PROBLEMS TO SOLVE:
**1.** In the art class blog, what did students use to cut out the stamped clay slabs for the ceramic ornaments?
**2.** Reproduce the passage of the art class blog starting with "Texture is so" and going on through "and staff boxes.".

PAGE EXTRACT:
------------------------------------

Monday, December 22, 2014

'Tis the Season to Make Artwork

Ceramic Ornaments

Texture is so important for blind students, which is why I loved giving them this pendant assignment. We used shoe soles, thread spools, combs, and whatever we could find to stamp slabs of clay, which were then cut out with small cups. The colors changed drastically when they dried, and then were fired.

We used acrylic to paint the ornaments. A dry brush with contrasting color helps the texture show.
Then we added ribbons or embroidery floss and tags. Each student took one home and we made about 70 extra to stuff faculty and staff boxes.

God's Eye

When I was a kid I thought popsicle stick and yarn ornaments were just a Christmas craft, and didn't realize the spiritual significance these had in Native American traditions. The Pueblos of New Mexico and the Huichol and Tepehuan of Mexico held these objects as a way to be recognized or a way for the gods to be able to watch over the weaver. They were also thought of as portals for the gods to pass through to get from one world to the other. I have a few students who have disabilities which make it difficult to even draw a line without help, but they were able to do this project independantly.


Tooling Foil

Heavy metal foil and a handful of tooling…uh…tools, kept my students busy for weeks. I wrote some of their names backwards and then flipped it over so they could experience the letters in tactile print rather than braille. Then they'd decorate those. Some pictures were Christmas themed and others weren't. Some were colored with Sharpies and others weren't. I used hot glue to attach the foil to the frames for these. I taught about the Bronze Age and Iron Age and we discussed types of metal and things that are made from metal.  You can try this at home with disposable pie tins and a wooden dowel that has been sharpened with a pencil sharpener.

 Set Design

Insulation foam scraps from a recent home improvement project were transformed into ornaments to decorate the stage for our school's Christmas concert. I bought a green rope and thin wire to create a string of lights. Everything hung with fishing line. Students researched ornament designs, painted the lights, poured glitter, and beamed with pride when it all came together on stage.  


Merry Christmas to all, and to all, happy creating!


Tuesday, December 2, 2014

Leaf Art Projects for Kids

Leaf hunting became an art class ritual for several weeks this fall. We made leaf prints, clay leaves, and animal collages from pressed leaves. The collage project was my favorite because it had the most elbow room for creativity. I was afraid that everyone would make fish, but we ended up with a healthy variety of creatures from a T-Rex to a dragon.
















Leaf prints are best when made with leaves that are a little fuzzy and textured. The oak-leaf hydrangea used on the piece below worked really well. I encouraged students to paint more than one color on each leaf before printing it. 
Wind chimes were the goal when students pressed leaves into clay slabs and cut them out. Most students only made one or two, not enough for a wind chime, but after they were fired and painted, they still made for interesting ornaments. The trick is to ripple or twist the clay leaf before it dries, to make it look more real.

------------------------------------

DATASET CONTENT:

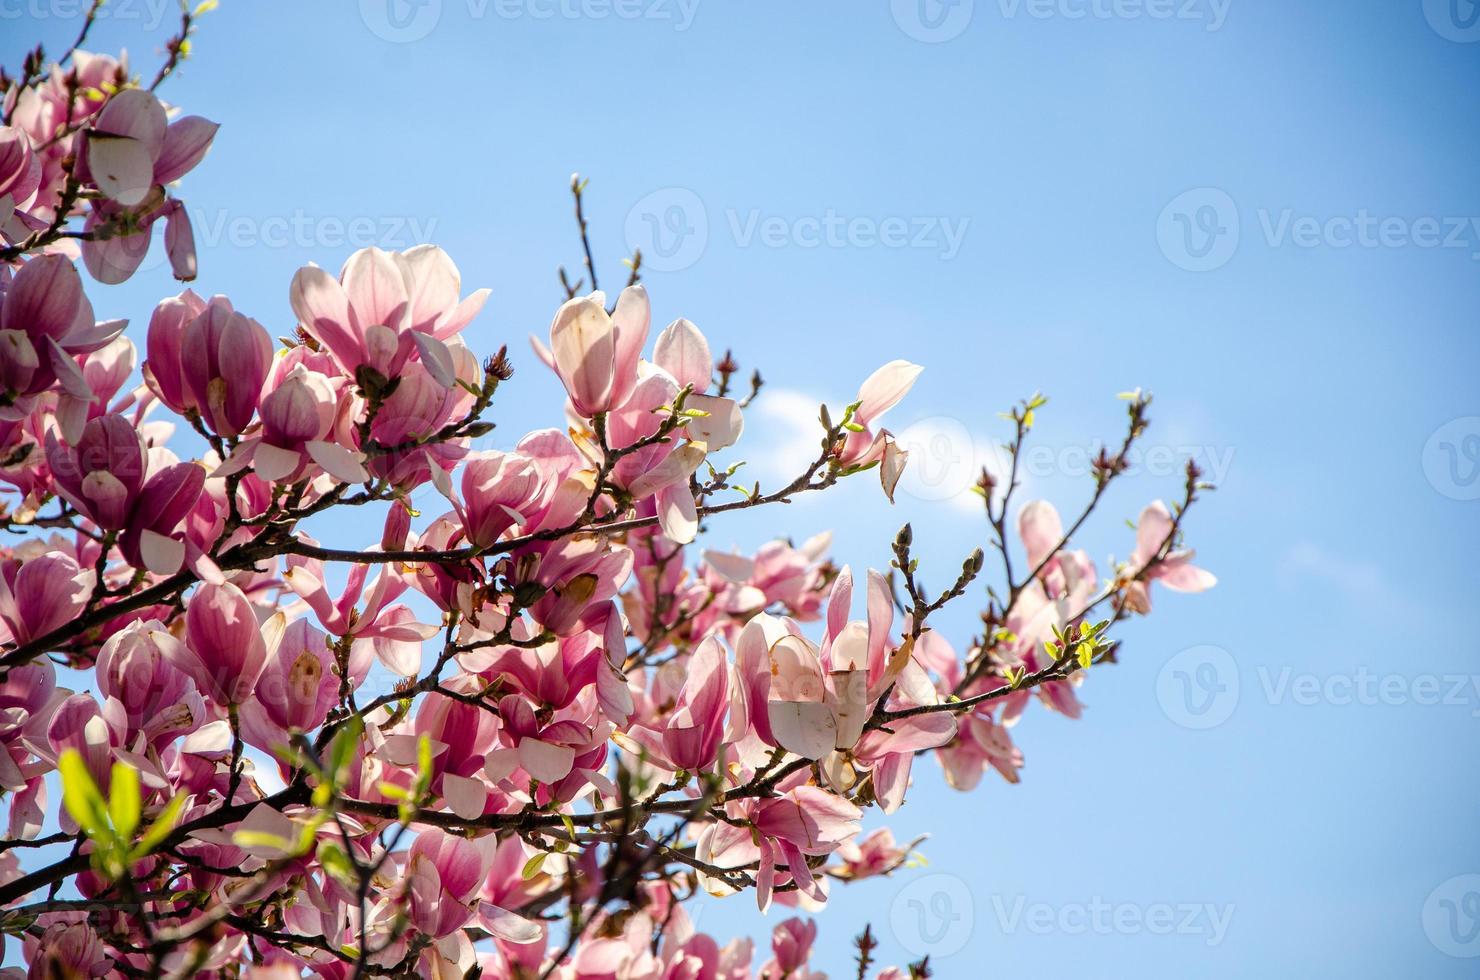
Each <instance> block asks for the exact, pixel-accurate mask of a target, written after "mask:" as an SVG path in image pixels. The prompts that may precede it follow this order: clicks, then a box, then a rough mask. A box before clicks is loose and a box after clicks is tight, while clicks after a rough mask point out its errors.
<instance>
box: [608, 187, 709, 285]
mask: <svg viewBox="0 0 1480 980" xmlns="http://www.w3.org/2000/svg"><path fill="white" fill-rule="evenodd" d="M625 231H626V237H628V249H630V250H641V252H642V265H644V268H648V269H653V271H657V272H678V271H679V269H687V268H688V266H690V265H693V264H694V262H699V259H700V258H703V255H704V247H707V244H709V209H706V207H704V201H702V200H700V198H699V195H697V194H694V192H693V191H690V189H688V188H687V187H666V188H662V189H659V191H653V192H651V194H648V195H647V197H644V198H642V200H641V201H638V203H636V204H633V206H632V210H629V212H628V222H626V226H625Z"/></svg>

------------------------------------

ANSWERS FOR EACH ITEM:
**1.** Small cups.

**2.**
Texture is so important for blind students, which is why I loved giving them this pendant assignment. We used shoe soles, thread spools, combs, and whatever we could find to stamp slabs of clay, which were then cut out with small cups. The colors changed drastically when they dried, and then were fired.

We used acrylic to paint the ornaments. A dry brush with contrasting color helps the texture show.
Then we added ribbons or embroidery floss and tags. Each student took one home and we made about 70 extra to stuff faculty and staff boxes.